▶ ABOUT THIS TASK
Every line in the records below that holds "chair" must be identified and copied.

(Records contained in a dataset)
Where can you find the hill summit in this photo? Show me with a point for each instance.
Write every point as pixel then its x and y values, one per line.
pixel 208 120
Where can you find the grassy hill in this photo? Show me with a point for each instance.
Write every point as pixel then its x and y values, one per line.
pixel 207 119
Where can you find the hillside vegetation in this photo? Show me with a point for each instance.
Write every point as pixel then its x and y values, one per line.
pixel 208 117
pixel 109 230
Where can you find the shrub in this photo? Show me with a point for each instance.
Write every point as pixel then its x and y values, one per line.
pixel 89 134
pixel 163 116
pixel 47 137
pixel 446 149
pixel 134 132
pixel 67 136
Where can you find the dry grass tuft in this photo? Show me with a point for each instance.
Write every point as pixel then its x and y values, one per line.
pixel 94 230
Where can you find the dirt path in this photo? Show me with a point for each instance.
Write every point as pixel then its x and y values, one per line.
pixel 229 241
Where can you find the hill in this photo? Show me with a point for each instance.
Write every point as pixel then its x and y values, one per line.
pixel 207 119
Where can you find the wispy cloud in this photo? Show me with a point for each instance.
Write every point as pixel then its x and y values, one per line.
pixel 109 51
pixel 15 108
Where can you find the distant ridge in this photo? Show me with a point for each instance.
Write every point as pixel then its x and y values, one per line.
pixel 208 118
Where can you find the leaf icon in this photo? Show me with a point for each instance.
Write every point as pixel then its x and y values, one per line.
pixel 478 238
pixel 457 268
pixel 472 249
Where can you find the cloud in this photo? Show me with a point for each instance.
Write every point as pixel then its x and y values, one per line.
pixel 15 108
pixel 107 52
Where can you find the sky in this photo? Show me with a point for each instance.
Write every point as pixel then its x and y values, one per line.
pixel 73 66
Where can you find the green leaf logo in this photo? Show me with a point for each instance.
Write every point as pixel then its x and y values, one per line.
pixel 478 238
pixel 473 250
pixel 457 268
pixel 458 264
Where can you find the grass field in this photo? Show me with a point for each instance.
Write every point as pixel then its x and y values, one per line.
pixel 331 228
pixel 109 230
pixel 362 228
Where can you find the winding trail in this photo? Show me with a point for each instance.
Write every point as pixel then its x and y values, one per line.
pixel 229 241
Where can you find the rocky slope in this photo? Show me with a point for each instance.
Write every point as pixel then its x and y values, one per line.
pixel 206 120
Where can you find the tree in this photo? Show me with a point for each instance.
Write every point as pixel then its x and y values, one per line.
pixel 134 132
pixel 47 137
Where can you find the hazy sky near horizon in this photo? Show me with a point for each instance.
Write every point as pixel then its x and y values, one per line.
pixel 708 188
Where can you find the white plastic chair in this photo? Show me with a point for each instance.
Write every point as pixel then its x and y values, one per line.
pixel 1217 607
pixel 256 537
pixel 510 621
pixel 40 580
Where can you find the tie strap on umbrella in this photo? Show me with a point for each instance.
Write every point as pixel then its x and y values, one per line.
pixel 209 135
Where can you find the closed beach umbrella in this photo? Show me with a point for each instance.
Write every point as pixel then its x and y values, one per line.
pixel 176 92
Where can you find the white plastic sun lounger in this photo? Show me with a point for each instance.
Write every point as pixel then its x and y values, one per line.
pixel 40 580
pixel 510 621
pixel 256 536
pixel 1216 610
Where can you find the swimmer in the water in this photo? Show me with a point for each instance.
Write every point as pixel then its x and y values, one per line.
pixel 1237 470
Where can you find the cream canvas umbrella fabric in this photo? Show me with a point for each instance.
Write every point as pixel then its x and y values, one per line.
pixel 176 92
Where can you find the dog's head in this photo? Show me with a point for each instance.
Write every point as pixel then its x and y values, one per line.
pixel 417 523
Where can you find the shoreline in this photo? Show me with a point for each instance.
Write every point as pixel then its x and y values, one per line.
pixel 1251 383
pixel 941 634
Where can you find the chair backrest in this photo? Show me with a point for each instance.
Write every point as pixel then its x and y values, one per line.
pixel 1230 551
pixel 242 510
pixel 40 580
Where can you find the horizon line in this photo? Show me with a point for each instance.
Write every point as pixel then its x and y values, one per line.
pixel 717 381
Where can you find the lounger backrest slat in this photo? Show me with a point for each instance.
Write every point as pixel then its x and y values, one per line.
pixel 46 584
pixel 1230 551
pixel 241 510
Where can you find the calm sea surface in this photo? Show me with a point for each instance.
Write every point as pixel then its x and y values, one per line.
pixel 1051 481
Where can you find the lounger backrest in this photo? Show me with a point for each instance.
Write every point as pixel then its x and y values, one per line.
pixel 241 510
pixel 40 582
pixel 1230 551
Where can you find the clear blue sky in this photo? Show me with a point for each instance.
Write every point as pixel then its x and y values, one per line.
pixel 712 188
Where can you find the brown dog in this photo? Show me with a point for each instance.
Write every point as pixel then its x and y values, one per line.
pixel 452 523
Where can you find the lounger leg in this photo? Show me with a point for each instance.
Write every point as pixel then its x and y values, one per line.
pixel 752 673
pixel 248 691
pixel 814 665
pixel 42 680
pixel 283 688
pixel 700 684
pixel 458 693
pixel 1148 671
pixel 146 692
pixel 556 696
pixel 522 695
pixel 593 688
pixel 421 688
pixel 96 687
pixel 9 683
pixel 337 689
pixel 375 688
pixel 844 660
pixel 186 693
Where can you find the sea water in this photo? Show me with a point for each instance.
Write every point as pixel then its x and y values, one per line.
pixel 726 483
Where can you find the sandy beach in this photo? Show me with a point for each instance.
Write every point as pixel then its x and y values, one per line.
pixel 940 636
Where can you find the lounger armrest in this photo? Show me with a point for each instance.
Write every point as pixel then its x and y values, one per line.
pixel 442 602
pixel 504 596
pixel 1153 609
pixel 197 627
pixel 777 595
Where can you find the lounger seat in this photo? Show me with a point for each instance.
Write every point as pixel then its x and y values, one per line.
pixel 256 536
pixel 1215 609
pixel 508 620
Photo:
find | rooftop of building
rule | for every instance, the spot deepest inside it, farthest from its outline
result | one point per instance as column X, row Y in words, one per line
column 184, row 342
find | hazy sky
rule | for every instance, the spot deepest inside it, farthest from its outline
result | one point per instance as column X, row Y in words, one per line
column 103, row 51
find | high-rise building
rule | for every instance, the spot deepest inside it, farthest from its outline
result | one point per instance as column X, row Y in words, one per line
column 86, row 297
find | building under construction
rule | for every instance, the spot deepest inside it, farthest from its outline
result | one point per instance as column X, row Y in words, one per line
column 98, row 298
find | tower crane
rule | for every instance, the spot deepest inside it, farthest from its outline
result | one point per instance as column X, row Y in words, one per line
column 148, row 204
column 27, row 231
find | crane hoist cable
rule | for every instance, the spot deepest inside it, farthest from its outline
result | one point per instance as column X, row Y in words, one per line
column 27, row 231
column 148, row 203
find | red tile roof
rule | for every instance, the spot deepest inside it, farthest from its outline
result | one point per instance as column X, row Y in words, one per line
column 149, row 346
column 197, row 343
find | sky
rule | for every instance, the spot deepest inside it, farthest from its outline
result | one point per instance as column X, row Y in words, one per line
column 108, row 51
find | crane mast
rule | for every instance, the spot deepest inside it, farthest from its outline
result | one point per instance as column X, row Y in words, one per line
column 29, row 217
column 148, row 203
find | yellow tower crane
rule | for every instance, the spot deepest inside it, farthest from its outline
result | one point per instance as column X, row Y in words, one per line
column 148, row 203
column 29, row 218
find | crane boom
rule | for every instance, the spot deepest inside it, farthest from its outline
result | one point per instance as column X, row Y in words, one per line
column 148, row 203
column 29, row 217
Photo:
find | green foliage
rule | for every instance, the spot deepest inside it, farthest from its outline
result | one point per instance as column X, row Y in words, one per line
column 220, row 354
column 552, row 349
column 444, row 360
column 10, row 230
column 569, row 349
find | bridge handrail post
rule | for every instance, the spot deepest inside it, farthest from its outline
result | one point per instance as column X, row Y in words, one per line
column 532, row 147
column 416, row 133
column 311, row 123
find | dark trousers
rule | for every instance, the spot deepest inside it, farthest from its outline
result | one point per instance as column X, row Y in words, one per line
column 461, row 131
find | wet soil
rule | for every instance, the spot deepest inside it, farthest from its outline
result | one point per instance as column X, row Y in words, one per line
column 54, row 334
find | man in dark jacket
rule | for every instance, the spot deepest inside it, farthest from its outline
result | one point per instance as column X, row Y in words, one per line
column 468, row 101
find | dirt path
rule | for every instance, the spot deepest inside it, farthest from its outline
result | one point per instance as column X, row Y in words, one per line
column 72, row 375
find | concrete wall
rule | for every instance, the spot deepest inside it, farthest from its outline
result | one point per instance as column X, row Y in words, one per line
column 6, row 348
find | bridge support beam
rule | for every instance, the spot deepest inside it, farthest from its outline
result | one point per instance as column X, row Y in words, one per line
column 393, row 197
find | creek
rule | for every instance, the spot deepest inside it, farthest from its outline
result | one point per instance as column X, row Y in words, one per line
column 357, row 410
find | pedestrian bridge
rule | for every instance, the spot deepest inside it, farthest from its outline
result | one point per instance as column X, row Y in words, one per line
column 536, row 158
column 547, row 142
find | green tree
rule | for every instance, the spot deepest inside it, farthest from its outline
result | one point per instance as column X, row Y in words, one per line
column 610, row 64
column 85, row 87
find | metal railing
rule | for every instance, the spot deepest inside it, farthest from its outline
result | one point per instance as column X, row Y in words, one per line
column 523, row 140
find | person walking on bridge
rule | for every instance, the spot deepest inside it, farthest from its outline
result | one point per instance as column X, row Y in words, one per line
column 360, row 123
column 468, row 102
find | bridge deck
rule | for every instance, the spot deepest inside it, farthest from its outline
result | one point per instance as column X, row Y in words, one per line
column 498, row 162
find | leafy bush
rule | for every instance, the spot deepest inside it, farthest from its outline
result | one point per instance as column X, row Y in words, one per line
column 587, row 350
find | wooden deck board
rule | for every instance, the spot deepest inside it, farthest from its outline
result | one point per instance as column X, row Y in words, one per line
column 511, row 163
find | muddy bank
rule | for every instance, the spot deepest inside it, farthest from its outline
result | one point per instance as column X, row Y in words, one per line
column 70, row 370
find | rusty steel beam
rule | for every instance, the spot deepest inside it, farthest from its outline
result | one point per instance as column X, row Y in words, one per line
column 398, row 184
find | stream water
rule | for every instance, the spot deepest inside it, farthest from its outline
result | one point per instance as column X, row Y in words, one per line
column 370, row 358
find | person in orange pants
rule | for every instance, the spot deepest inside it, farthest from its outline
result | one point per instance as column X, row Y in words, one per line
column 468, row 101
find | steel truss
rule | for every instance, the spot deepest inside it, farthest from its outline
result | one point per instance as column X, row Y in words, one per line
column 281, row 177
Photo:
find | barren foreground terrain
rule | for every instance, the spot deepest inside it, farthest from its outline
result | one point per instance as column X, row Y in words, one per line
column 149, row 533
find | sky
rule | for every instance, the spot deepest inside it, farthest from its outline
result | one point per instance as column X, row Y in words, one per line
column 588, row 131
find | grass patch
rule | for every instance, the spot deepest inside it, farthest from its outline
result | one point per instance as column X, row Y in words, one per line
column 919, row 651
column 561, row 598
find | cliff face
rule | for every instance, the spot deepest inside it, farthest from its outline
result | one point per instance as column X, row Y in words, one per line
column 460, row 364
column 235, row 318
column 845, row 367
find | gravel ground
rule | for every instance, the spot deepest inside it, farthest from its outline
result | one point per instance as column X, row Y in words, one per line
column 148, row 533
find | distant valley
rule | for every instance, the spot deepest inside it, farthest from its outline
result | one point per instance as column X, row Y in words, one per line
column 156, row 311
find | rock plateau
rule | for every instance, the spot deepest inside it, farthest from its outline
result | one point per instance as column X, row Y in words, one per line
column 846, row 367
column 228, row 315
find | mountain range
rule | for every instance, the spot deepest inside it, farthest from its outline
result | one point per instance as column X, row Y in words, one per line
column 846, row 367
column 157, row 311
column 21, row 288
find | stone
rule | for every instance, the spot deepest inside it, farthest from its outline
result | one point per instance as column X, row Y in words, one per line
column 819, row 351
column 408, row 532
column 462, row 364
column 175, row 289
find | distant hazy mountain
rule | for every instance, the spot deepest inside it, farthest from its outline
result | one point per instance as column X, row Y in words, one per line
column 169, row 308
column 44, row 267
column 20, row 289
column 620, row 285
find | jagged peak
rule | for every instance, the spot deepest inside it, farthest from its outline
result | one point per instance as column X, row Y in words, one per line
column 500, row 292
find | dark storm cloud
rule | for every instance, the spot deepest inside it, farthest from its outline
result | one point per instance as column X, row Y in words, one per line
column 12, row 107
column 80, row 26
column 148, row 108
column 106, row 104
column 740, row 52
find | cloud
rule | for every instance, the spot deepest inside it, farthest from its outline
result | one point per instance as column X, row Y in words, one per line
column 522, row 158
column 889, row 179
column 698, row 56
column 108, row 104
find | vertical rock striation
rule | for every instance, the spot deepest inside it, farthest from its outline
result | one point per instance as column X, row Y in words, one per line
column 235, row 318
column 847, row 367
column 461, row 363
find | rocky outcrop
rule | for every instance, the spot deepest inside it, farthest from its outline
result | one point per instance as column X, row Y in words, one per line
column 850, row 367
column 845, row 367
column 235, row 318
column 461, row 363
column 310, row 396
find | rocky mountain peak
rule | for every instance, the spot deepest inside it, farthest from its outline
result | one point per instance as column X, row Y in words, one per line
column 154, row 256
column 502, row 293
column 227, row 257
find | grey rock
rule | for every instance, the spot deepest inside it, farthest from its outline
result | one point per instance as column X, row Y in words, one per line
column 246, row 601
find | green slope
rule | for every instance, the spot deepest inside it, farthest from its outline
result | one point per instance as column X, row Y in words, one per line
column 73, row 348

▶ EXERCISE SOLUTION
Where can you find the white plastic chair in this photo? Show me with a point for each instance.
Where can you find the chair backrest in this photo? Show me with a point for each instance.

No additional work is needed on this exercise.